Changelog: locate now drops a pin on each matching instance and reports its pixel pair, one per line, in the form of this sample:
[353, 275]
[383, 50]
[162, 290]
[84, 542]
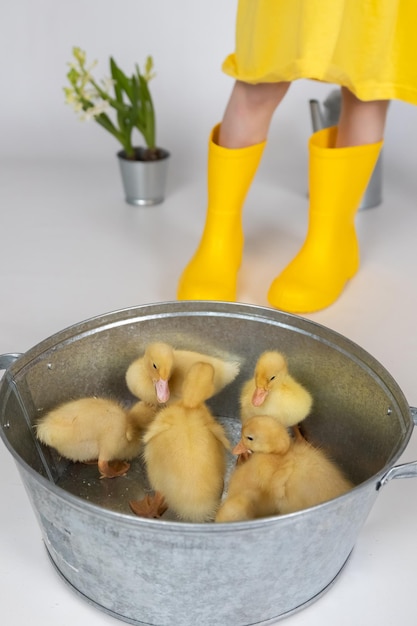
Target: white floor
[71, 249]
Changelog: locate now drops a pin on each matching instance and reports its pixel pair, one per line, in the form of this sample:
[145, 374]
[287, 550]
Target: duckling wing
[224, 371]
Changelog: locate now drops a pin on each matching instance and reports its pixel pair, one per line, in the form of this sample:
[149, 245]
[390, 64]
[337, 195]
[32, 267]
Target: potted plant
[143, 169]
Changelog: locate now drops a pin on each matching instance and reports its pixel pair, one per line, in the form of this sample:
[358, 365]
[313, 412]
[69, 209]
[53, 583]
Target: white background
[71, 248]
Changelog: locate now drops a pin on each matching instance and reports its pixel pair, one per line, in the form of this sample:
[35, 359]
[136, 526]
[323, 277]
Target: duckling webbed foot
[152, 507]
[112, 469]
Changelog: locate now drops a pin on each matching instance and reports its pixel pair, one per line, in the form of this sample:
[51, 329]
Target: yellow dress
[369, 46]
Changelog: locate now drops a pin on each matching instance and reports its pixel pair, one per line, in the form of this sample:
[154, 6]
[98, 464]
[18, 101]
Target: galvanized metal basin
[162, 572]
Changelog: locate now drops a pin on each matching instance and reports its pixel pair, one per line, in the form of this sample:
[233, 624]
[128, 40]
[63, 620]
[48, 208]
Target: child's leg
[235, 150]
[341, 163]
[360, 122]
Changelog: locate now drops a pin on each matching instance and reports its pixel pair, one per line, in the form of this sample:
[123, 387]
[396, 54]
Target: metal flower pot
[165, 572]
[144, 182]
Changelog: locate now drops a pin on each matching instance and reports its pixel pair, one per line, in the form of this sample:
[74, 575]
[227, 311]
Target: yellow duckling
[185, 452]
[157, 377]
[90, 429]
[282, 475]
[273, 391]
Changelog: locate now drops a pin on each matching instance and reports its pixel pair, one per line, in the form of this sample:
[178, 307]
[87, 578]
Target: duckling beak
[162, 390]
[240, 448]
[259, 396]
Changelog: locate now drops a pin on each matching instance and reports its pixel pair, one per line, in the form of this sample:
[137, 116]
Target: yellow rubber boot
[212, 272]
[329, 257]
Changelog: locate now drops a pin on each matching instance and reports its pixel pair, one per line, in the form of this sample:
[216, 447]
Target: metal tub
[165, 572]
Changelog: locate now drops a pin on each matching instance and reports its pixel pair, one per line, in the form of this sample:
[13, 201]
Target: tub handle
[405, 470]
[6, 360]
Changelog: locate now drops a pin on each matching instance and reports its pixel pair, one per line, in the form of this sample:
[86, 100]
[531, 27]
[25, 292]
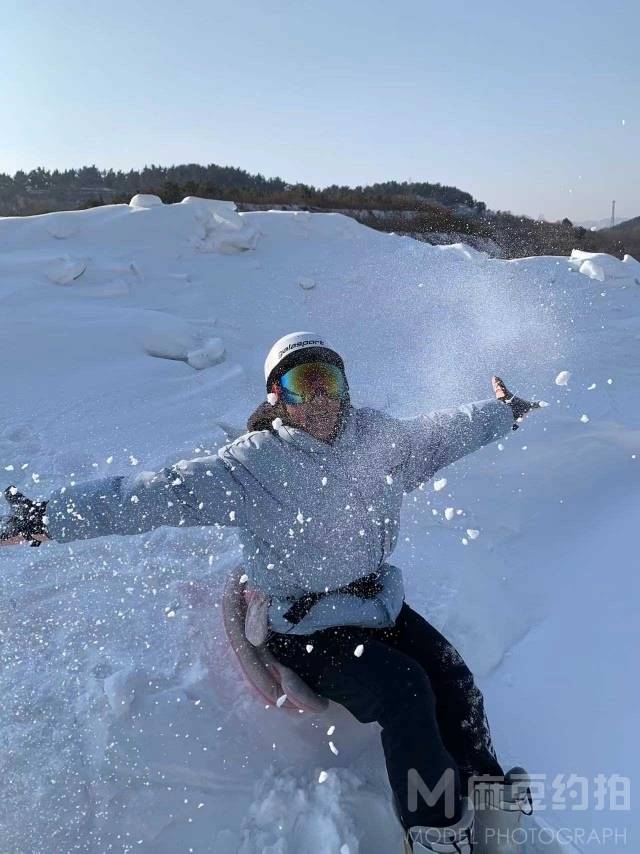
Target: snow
[126, 724]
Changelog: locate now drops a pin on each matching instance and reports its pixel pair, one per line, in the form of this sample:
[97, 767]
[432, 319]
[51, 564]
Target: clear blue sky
[531, 107]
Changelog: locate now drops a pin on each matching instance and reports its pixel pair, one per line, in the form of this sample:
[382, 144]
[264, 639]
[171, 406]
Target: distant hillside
[598, 224]
[622, 239]
[42, 191]
[432, 212]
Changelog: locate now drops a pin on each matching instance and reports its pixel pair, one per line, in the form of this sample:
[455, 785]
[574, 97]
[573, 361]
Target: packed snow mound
[602, 267]
[145, 200]
[134, 336]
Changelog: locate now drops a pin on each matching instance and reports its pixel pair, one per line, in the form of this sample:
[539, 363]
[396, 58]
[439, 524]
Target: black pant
[413, 682]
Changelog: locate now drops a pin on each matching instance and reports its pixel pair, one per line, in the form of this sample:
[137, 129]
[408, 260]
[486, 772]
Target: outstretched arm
[201, 491]
[440, 438]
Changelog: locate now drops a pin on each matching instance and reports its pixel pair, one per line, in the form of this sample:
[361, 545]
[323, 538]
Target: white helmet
[285, 354]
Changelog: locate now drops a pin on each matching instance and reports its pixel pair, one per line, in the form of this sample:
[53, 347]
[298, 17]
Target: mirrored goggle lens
[302, 383]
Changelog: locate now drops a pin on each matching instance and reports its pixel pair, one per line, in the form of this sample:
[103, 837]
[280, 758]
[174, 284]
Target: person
[316, 487]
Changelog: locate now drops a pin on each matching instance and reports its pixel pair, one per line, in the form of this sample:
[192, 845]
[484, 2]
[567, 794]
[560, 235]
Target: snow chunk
[602, 267]
[211, 353]
[65, 270]
[146, 200]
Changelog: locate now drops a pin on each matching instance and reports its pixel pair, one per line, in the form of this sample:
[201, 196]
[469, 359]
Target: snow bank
[126, 724]
[602, 267]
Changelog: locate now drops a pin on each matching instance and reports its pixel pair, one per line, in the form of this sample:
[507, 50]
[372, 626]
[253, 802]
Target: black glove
[519, 407]
[26, 517]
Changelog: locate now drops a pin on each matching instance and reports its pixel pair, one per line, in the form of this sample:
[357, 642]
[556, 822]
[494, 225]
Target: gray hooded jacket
[314, 516]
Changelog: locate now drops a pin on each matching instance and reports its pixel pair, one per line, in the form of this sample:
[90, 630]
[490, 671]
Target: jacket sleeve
[440, 438]
[201, 491]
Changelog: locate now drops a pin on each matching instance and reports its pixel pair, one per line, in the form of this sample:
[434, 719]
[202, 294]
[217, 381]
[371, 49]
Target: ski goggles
[303, 382]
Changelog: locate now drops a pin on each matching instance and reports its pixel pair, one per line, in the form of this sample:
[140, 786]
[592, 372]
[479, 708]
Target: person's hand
[520, 408]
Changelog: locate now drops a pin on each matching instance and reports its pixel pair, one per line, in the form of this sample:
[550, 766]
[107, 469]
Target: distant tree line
[42, 190]
[423, 209]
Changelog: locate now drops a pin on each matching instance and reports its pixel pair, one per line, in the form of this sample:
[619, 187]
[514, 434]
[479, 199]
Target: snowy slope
[134, 336]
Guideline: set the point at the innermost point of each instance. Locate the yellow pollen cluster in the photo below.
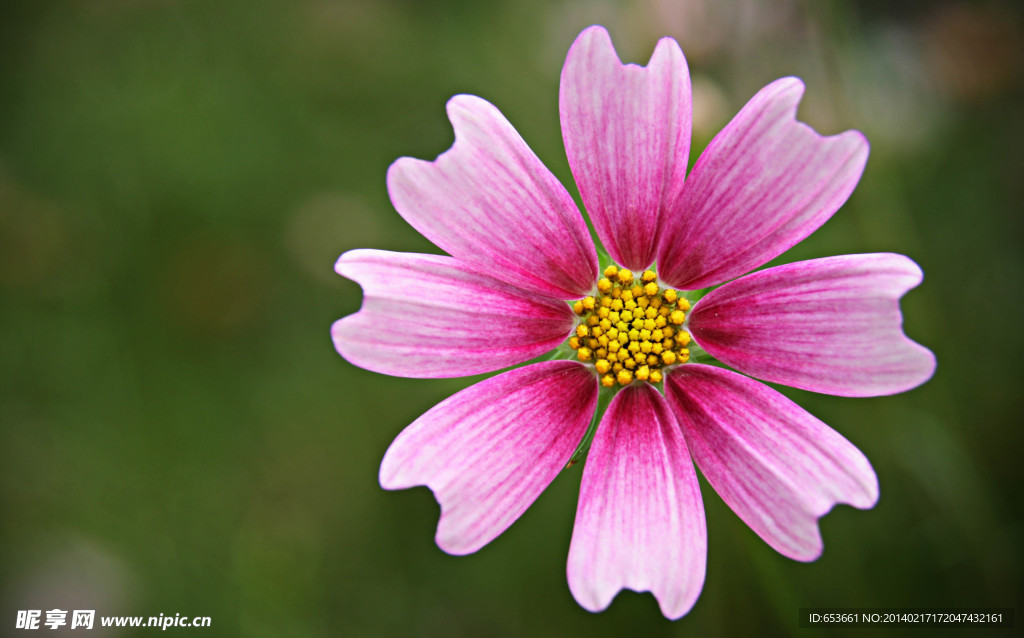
(632, 329)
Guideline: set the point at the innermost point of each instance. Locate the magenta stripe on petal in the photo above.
(775, 465)
(491, 450)
(491, 202)
(627, 132)
(764, 183)
(428, 315)
(828, 325)
(640, 523)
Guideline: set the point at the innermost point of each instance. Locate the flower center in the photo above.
(632, 329)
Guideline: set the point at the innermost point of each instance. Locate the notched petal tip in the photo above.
(487, 452)
(640, 522)
(778, 467)
(627, 134)
(489, 202)
(764, 183)
(434, 316)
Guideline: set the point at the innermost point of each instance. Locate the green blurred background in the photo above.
(179, 436)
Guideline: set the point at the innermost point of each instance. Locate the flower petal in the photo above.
(764, 183)
(491, 450)
(429, 315)
(627, 133)
(828, 325)
(491, 202)
(640, 523)
(775, 465)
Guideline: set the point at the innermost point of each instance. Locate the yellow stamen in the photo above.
(631, 329)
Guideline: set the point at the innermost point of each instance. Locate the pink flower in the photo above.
(519, 248)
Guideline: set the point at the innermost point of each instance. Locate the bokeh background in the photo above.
(177, 434)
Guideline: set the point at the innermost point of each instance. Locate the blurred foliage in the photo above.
(178, 434)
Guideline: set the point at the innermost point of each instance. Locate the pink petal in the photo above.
(828, 325)
(428, 315)
(491, 202)
(640, 523)
(491, 450)
(627, 132)
(774, 464)
(763, 184)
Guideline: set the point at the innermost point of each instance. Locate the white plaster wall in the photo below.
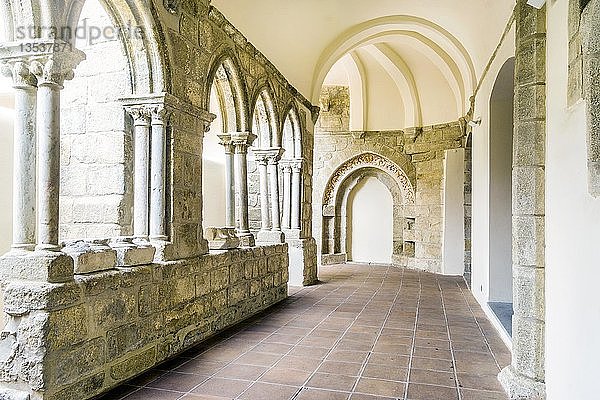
(572, 235)
(6, 164)
(481, 176)
(454, 212)
(385, 106)
(370, 222)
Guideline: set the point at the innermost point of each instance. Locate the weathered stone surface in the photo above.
(221, 238)
(131, 253)
(8, 394)
(89, 257)
(40, 265)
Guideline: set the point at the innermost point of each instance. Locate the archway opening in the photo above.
(369, 224)
(501, 145)
(96, 193)
(213, 162)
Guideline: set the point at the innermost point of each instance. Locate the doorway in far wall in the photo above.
(501, 146)
(370, 223)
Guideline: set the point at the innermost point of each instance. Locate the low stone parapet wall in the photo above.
(78, 339)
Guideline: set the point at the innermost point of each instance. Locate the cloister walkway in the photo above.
(366, 332)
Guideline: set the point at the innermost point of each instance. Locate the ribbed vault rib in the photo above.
(402, 76)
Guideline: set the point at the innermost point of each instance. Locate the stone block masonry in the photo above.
(78, 339)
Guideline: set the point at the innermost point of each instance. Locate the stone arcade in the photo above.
(170, 184)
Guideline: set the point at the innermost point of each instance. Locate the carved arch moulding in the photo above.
(368, 160)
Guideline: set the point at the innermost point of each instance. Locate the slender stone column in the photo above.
(229, 181)
(158, 173)
(141, 140)
(241, 141)
(51, 71)
(274, 189)
(525, 377)
(296, 194)
(264, 194)
(286, 168)
(24, 174)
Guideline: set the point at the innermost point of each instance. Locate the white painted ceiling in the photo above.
(430, 52)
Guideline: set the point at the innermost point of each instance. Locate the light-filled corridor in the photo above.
(365, 332)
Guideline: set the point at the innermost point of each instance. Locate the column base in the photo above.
(270, 237)
(333, 259)
(23, 247)
(90, 257)
(246, 240)
(132, 252)
(520, 387)
(221, 238)
(46, 266)
(303, 262)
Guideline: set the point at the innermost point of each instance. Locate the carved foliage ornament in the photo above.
(374, 161)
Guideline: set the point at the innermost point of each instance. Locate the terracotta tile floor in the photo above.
(367, 332)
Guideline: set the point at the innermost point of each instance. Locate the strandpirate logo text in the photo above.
(91, 34)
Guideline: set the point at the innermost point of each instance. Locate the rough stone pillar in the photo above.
(141, 140)
(264, 194)
(286, 168)
(229, 181)
(268, 160)
(241, 141)
(51, 71)
(24, 174)
(296, 194)
(525, 377)
(158, 173)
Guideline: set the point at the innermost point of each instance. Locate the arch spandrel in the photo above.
(368, 160)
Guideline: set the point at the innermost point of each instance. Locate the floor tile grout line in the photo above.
(487, 343)
(456, 383)
(346, 293)
(307, 335)
(347, 329)
(240, 356)
(414, 341)
(364, 365)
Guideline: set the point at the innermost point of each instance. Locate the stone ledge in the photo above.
(91, 256)
(46, 266)
(519, 387)
(131, 252)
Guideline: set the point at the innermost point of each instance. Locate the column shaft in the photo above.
(287, 197)
(48, 122)
(241, 181)
(274, 186)
(140, 190)
(264, 195)
(158, 176)
(24, 174)
(296, 195)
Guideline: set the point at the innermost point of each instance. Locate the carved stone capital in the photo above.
(140, 115)
(225, 141)
(271, 155)
(297, 165)
(19, 71)
(286, 165)
(160, 113)
(56, 68)
(242, 141)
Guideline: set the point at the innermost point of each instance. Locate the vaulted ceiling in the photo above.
(407, 63)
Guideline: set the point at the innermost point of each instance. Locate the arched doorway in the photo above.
(369, 223)
(335, 223)
(501, 145)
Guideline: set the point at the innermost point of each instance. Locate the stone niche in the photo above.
(79, 339)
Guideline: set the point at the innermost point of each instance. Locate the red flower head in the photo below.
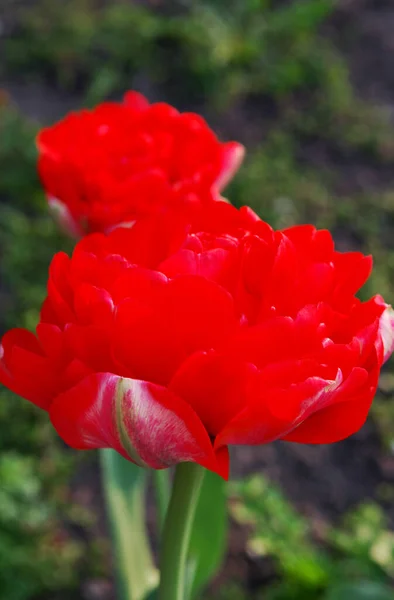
(121, 161)
(169, 342)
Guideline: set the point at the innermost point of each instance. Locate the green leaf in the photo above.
(125, 486)
(209, 535)
(362, 590)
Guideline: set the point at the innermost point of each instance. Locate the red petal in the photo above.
(216, 387)
(231, 159)
(144, 422)
(339, 421)
(25, 370)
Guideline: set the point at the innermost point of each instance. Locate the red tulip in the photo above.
(121, 161)
(168, 342)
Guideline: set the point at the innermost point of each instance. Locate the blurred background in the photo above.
(308, 87)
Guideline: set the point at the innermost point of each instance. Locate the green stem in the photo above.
(177, 530)
(124, 488)
(162, 485)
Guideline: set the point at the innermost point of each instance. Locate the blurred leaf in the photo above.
(125, 488)
(278, 530)
(209, 535)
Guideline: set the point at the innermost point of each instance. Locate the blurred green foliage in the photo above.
(267, 73)
(357, 555)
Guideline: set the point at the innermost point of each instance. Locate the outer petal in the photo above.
(25, 370)
(64, 218)
(338, 421)
(144, 422)
(216, 387)
(386, 331)
(275, 413)
(232, 157)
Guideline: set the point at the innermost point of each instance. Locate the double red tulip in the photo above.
(121, 161)
(170, 341)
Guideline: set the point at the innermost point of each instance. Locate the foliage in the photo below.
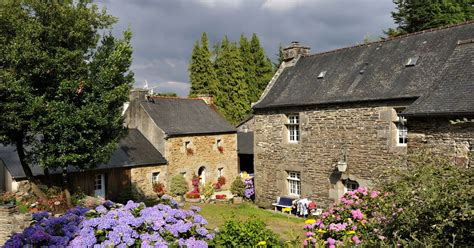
(238, 187)
(249, 188)
(61, 90)
(436, 196)
(358, 218)
(202, 75)
(207, 190)
(412, 16)
(178, 186)
(7, 197)
(134, 224)
(235, 75)
(250, 233)
(159, 189)
(49, 231)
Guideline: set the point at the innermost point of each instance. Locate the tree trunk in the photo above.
(26, 168)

********

> [Task item]:
Print, exactly as written, the lines from the one containing "green leaf in the photo above." to the end of the material, both ends included, and nothing else; no pictures.

> [Task answer]:
Guideline: set the point at the innermost point of each instance. Locate the green leaf in the photo above.
(125, 486)
(209, 535)
(362, 590)
Guideline: set the point at the innermost point of each instance. Locate the red petal in the photo above.
(216, 387)
(231, 159)
(144, 422)
(339, 421)
(25, 370)
Guideline: set the point at the innermost point of each instance. Locate the red tulip in the photo above.
(121, 161)
(168, 342)
Guideline: set the point at the innermost point of each instance. Locate the blurred background in the photo above.
(308, 87)
Guideline: set the point at the innermost point of each instance. Locate the green stem in the photo above.
(177, 530)
(124, 488)
(162, 485)
Guideline: set the point at the innermost point of each instance. Locate the blurred leaf in the photo above.
(125, 488)
(278, 530)
(209, 535)
Guideline: set the point at the innermost point of each instance. Locate the blurred green foliage in the photo above.
(267, 73)
(357, 555)
Guideline: set the point at the innermost point of each instance. Locate the outer petal in the photo above.
(25, 370)
(64, 218)
(338, 421)
(144, 422)
(216, 387)
(386, 331)
(275, 413)
(232, 157)
Guideline: set the point at the innermost point of each instance. Locate the double red tulip in the photo above.
(121, 161)
(170, 341)
Guideline: set the point at the innermost point of each instance. Locate the foliage in the photo below.
(238, 187)
(249, 188)
(61, 90)
(436, 196)
(358, 218)
(202, 75)
(207, 190)
(412, 16)
(178, 186)
(7, 197)
(134, 224)
(235, 75)
(250, 233)
(159, 189)
(49, 231)
Guideline: set the point at the innermost point of each instance. Locate the tree trunk in the photo above.
(26, 168)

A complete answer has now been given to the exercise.